§ **Records to process**
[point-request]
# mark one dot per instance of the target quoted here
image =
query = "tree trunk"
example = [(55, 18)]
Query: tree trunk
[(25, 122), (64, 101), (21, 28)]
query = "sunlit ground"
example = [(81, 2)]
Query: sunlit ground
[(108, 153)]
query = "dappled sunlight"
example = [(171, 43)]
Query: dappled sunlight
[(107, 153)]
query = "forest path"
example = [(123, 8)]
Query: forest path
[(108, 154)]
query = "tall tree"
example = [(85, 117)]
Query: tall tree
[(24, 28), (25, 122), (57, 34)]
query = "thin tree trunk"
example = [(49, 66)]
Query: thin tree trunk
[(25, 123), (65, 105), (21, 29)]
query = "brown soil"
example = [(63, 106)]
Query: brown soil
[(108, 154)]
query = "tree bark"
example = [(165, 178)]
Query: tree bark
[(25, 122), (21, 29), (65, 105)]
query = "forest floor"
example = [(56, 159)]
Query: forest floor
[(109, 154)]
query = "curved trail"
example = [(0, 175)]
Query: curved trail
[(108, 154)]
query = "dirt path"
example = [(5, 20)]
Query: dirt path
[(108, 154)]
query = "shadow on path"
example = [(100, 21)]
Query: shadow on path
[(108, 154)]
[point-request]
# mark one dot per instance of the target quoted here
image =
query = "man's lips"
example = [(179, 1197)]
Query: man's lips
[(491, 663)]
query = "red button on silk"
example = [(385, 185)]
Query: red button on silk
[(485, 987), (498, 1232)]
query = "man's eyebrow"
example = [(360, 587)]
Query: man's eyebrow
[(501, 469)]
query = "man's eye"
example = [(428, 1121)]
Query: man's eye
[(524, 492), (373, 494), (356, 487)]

§ **Exercise details**
All of the material must be reproduced exactly.

§ **Result of this task**
[point-request]
# mark one dot per instance of the target quoted here
image =
query = "tree trunk"
example = [(55, 18)]
Query: tree trunk
[(25, 122), (64, 101), (21, 28)]
query = "sunlit ground"
example = [(81, 2)]
Query: sunlit ground
[(108, 153)]
query = "dappled sunlight"
example = [(171, 43)]
Query: dappled sunlight
[(107, 153)]
query = "forest path"
example = [(123, 8)]
Query: forest path
[(108, 154)]
query = "tall tree"
example = [(85, 117)]
Query: tall tree
[(24, 28), (25, 122), (57, 34)]
query = "thin tree trunk"
example = [(49, 66)]
Query: thin tree trunk
[(25, 123), (65, 105), (21, 29)]
query = "brown soil"
example = [(63, 106)]
Query: brown soil
[(108, 154)]
query = "tree bark"
example = [(165, 178)]
Query: tree bark
[(25, 122), (21, 29), (65, 105)]
query = "forest floor"
example = [(56, 159)]
Query: forest floor
[(109, 154)]
query = "curved trail"
example = [(0, 175)]
Query: curved trail
[(108, 154)]
query = "dirt path"
example = [(5, 20)]
Query: dirt path
[(108, 154)]
query = "shadow on path"
example = [(100, 21)]
Query: shadow on path
[(108, 154)]
[point-request]
# mark one dot per instance of the target quoted here
image =
query = "man's lips"
example = [(179, 1197)]
Query: man's lips
[(491, 663)]
query = "red button on silk"
example = [(385, 185)]
Query: red button on silk
[(485, 987), (498, 1232)]
query = "man's eyebrow"
example = [(360, 587)]
Query: man's eyebrow
[(501, 469)]
query = "man's eye"
example = [(428, 1121)]
Query: man's eye
[(524, 492), (373, 494), (356, 487)]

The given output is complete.